• _Texto de apoio_
Wall Street: investidores e cotas impulsionaram a presença feminina (AlamY/Fotoarena/Exame)
Cristiane Mano
Publicado em 1 de agosto de 2019 às 05h38.
Última atualização em 1 de agosto de 2019 às 11h03.
A cada início de ano, o americano Larry Fink, presidente do conselho de administração e presidente executivo da BlackRock, maior gestora de recursos do mundo, publica sua já esperada carta aos CEOs. O documento costuma jogar luz nas diretrizes que orientam a decisão de investimento dos 6,8 trilhões de dólares geridos pelo fundo, parte dos quais alocada em ações de companhias listadas em bolsa.
Na mensagem de janeiro de 2019, Fink deu destaque a algumas medidas que, segundo ele, deveriam ser levadas em conta por todos os líderes de empresas porque serão capazes de “garantir crescimento no longo prazo”. Uma delas é a diversidade no perfil dos ocupantes dos conselhos de administração. Fink cumpre a tarefa dentro de casa: dos 18 membros do conselho da Black-Rock, — cinco são mulheres.
A pressão de investidores poderosos como ele ajudou na concretização de um fato histórico na última semana de julho: pela primeira vez, todas as 500 maiores companhias de capital aberto nos Estados Unidos têm pelo menos uma mulher no conselho de administração. No dia 20 de julho, a última companhia dessa lista que não tinha presença feminina, a Copart, empresa de leilão de carros com sede em Dallas, contratou uma conselheira.
Outro fator colaborou para atingir esse marco: uma recente lei de cotas aprovada na Califórnia exige a contratação de pelo menos uma conselheira por empresa.
No final de 2018, quando a lei foi aprovada, 94 empresas com sede no estado tinham conselhos exclusivamente masculinos. Cerca de 60% delas já adicionaram pelo menos uma mulher desde então, sendo que todas as demais deverão cumprir essa transição até 2020.
Embora seja um avanço, a equidade de gênero nesse nível das corporações americanas ainda está longe da realidade. As mulheres por ora somam apenas 27% das posições disponíveis em conselhos de administração. A proporção vem aumentando — em 2012, elas ocupavam 17% dos assentos.
Um estudo qualitativo publicado no início do ano por quatro pesquisadores da Universidade da Pensilvânia constatou o que muitos opositores das cotas defendem: algumas empresas têm contratado mulheres para cumprir tabela.
Nesses casos, dizem os pesquisadores, os benefícios de trazer mais diversidade aos conselhos, que consiste em adicionar pensamentos e pontos de vista variados a discussões estratégicas, não são de fato conferidos ao grupo. Os pesquisadores também apontam que, em geral, a questão vai além da equidade de gênero.

• _Objetivo da tarefa_
Reescreva em forma de lista, de modo mais breve, o parágrafo do texto de apoio que começa com "No final de 2018", mantendo seus fatos principais. O material apresentado em seguida provém de outra fonte.

• _Material apresentado_

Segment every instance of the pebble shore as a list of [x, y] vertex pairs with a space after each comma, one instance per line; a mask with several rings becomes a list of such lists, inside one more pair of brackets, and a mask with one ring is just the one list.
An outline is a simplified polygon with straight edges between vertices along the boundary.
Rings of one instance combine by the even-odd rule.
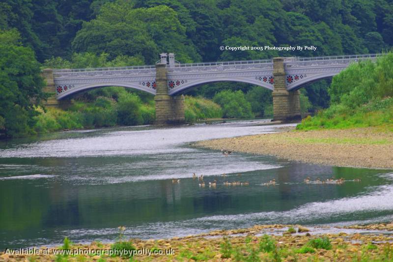
[[288, 130], [207, 140], [193, 145], [316, 164], [393, 169], [393, 132], [377, 127]]
[[[290, 233], [292, 228], [295, 232]], [[321, 227], [321, 229], [324, 228]], [[352, 233], [344, 232], [352, 229]], [[392, 261], [393, 259], [393, 224], [379, 224], [334, 228], [337, 233], [319, 234], [318, 228], [307, 228], [300, 225], [255, 225], [252, 228], [233, 230], [219, 230], [198, 235], [166, 239], [131, 239], [135, 247], [140, 250], [173, 250], [170, 255], [136, 255], [136, 261], [235, 261], [236, 256], [249, 258], [252, 250], [258, 250], [263, 236], [268, 234], [273, 239], [281, 261]], [[366, 233], [356, 233], [367, 230]], [[340, 232], [342, 230], [343, 232]], [[381, 231], [384, 231], [381, 233]], [[327, 237], [331, 243], [330, 249], [315, 248], [312, 253], [302, 254], [299, 250], [309, 241], [318, 237]], [[228, 239], [232, 250], [230, 257], [224, 258], [222, 244]], [[58, 247], [57, 248], [59, 248]], [[41, 249], [46, 249], [41, 247]], [[94, 241], [90, 244], [73, 244], [71, 249], [109, 249], [110, 244]], [[257, 252], [255, 259], [260, 261], [274, 261], [274, 252]], [[255, 254], [254, 254], [255, 255]], [[273, 257], [272, 257], [273, 256]], [[273, 259], [272, 259], [273, 258]], [[0, 253], [2, 261], [128, 261], [129, 258], [101, 256], [68, 256], [60, 258], [54, 255], [8, 255]]]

• _Solução do exercício_
- No final de 2018, quando a lei foi aprovada, 94 empresas sediadas na Califórnia tinham conselhos só de homens.
- Cerca de 60% delas já incluíram pelo menos uma mulher.
- As demais devem fazer essa transição até 2020.